WHAT NEEDS TO BE DONE:
Rewrite every line of the records below, requests included, scaling each polygon coordinate in the answers by 1.3 and rounding to whole numbers, with halves rounded up. Omit the pictures from your answer.

RECORD SET:
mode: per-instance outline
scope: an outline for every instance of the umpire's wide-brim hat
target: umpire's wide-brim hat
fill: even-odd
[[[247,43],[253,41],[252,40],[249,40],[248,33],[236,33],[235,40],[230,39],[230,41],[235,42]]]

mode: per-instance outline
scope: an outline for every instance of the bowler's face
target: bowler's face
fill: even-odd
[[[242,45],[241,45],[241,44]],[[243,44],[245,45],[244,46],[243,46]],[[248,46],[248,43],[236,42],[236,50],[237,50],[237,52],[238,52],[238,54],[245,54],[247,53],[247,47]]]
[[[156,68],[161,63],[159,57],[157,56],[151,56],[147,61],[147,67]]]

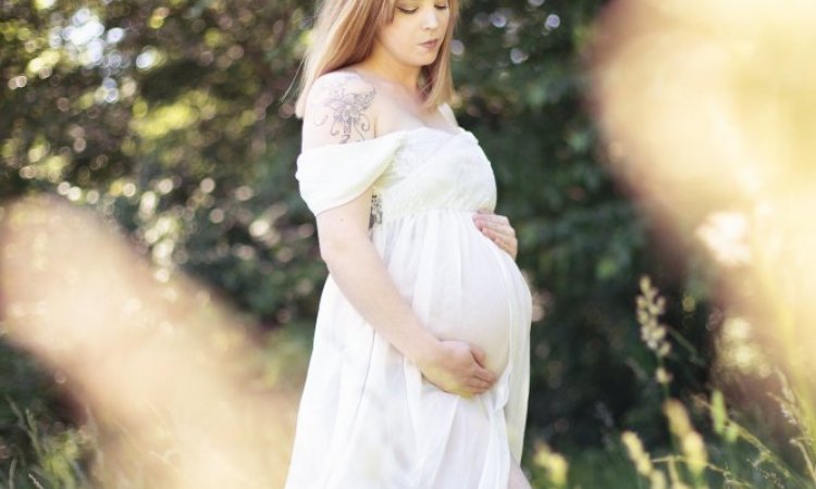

OUTPUT BELOW:
mode: per-instance outline
scope: an outline for every instance of the umpire's wide-brim hat
target: umpire's wide-brim hat
fill: even-odd
[[[321,56],[329,53],[328,52],[324,52],[322,43],[307,43],[306,52],[299,51],[299,53],[306,55]]]

mode: per-instance outline
scope: an outline for every instance of the bowler's face
target: bowler's face
fill: even-odd
[[[315,59],[313,59],[313,57]],[[316,57],[319,59],[317,60],[316,60]],[[322,60],[322,56],[307,55],[307,65],[308,65],[308,68],[309,68],[309,70],[319,70],[321,69],[321,61]]]
[[[203,88],[209,82],[207,74],[204,73],[196,73],[191,79],[191,87]]]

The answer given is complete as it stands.